Items from a data source:
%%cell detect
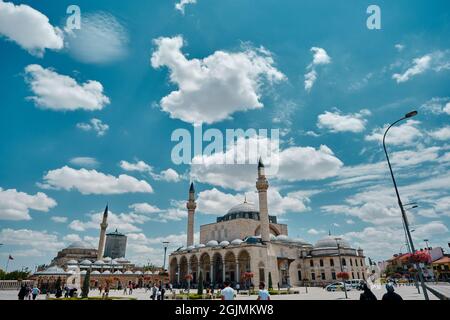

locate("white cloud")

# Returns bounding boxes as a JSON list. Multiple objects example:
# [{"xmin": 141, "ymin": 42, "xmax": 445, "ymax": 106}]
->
[
  {"xmin": 40, "ymin": 166, "xmax": 153, "ymax": 195},
  {"xmin": 120, "ymin": 160, "xmax": 182, "ymax": 182},
  {"xmin": 69, "ymin": 157, "xmax": 99, "ymax": 168},
  {"xmin": 69, "ymin": 211, "xmax": 150, "ymax": 232},
  {"xmin": 66, "ymin": 12, "xmax": 129, "ymax": 64},
  {"xmin": 305, "ymin": 47, "xmax": 331, "ymax": 92},
  {"xmin": 120, "ymin": 160, "xmax": 153, "ymax": 172},
  {"xmin": 365, "ymin": 120, "xmax": 423, "ymax": 145},
  {"xmin": 25, "ymin": 64, "xmax": 110, "ymax": 111},
  {"xmin": 395, "ymin": 43, "xmax": 405, "ymax": 52},
  {"xmin": 63, "ymin": 233, "xmax": 82, "ymax": 243},
  {"xmin": 0, "ymin": 188, "xmax": 57, "ymax": 221},
  {"xmin": 175, "ymin": 0, "xmax": 197, "ymax": 14},
  {"xmin": 307, "ymin": 228, "xmax": 326, "ymax": 236},
  {"xmin": 155, "ymin": 168, "xmax": 181, "ymax": 182},
  {"xmin": 151, "ymin": 36, "xmax": 285, "ymax": 124},
  {"xmin": 129, "ymin": 203, "xmax": 162, "ymax": 214},
  {"xmin": 443, "ymin": 102, "xmax": 450, "ymax": 115},
  {"xmin": 197, "ymin": 187, "xmax": 309, "ymax": 216},
  {"xmin": 428, "ymin": 126, "xmax": 450, "ymax": 141},
  {"xmin": 0, "ymin": 228, "xmax": 64, "ymax": 257},
  {"xmin": 77, "ymin": 118, "xmax": 109, "ymax": 137},
  {"xmin": 317, "ymin": 110, "xmax": 370, "ymax": 132},
  {"xmin": 191, "ymin": 136, "xmax": 343, "ymax": 190},
  {"xmin": 392, "ymin": 50, "xmax": 450, "ymax": 83},
  {"xmin": 0, "ymin": 0, "xmax": 64, "ymax": 57},
  {"xmin": 50, "ymin": 216, "xmax": 68, "ymax": 223},
  {"xmin": 392, "ymin": 55, "xmax": 431, "ymax": 83}
]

■ **YOUR TASK**
Each line of the material must be retyped exactly, except that images are omitted.

■ **ANSWER TO THE TASK**
%%cell detect

locate("white cloud")

# Returns bounding boxes as a JSON list. Multiple objects example:
# [{"xmin": 141, "ymin": 42, "xmax": 445, "ymax": 106}]
->
[
  {"xmin": 40, "ymin": 166, "xmax": 153, "ymax": 195},
  {"xmin": 120, "ymin": 160, "xmax": 182, "ymax": 182},
  {"xmin": 69, "ymin": 157, "xmax": 99, "ymax": 168},
  {"xmin": 69, "ymin": 211, "xmax": 150, "ymax": 232},
  {"xmin": 66, "ymin": 12, "xmax": 129, "ymax": 64},
  {"xmin": 305, "ymin": 47, "xmax": 331, "ymax": 92},
  {"xmin": 120, "ymin": 160, "xmax": 153, "ymax": 172},
  {"xmin": 365, "ymin": 120, "xmax": 423, "ymax": 145},
  {"xmin": 25, "ymin": 64, "xmax": 110, "ymax": 111},
  {"xmin": 395, "ymin": 43, "xmax": 405, "ymax": 52},
  {"xmin": 63, "ymin": 233, "xmax": 82, "ymax": 243},
  {"xmin": 0, "ymin": 188, "xmax": 57, "ymax": 221},
  {"xmin": 175, "ymin": 0, "xmax": 197, "ymax": 14},
  {"xmin": 307, "ymin": 228, "xmax": 326, "ymax": 236},
  {"xmin": 155, "ymin": 168, "xmax": 181, "ymax": 182},
  {"xmin": 151, "ymin": 36, "xmax": 285, "ymax": 124},
  {"xmin": 129, "ymin": 203, "xmax": 162, "ymax": 214},
  {"xmin": 443, "ymin": 102, "xmax": 450, "ymax": 115},
  {"xmin": 197, "ymin": 187, "xmax": 309, "ymax": 216},
  {"xmin": 428, "ymin": 126, "xmax": 450, "ymax": 141},
  {"xmin": 0, "ymin": 228, "xmax": 64, "ymax": 257},
  {"xmin": 77, "ymin": 118, "xmax": 109, "ymax": 137},
  {"xmin": 317, "ymin": 110, "xmax": 370, "ymax": 132},
  {"xmin": 191, "ymin": 136, "xmax": 343, "ymax": 190},
  {"xmin": 392, "ymin": 50, "xmax": 450, "ymax": 83},
  {"xmin": 0, "ymin": 0, "xmax": 64, "ymax": 57},
  {"xmin": 50, "ymin": 216, "xmax": 68, "ymax": 223},
  {"xmin": 392, "ymin": 55, "xmax": 431, "ymax": 83}
]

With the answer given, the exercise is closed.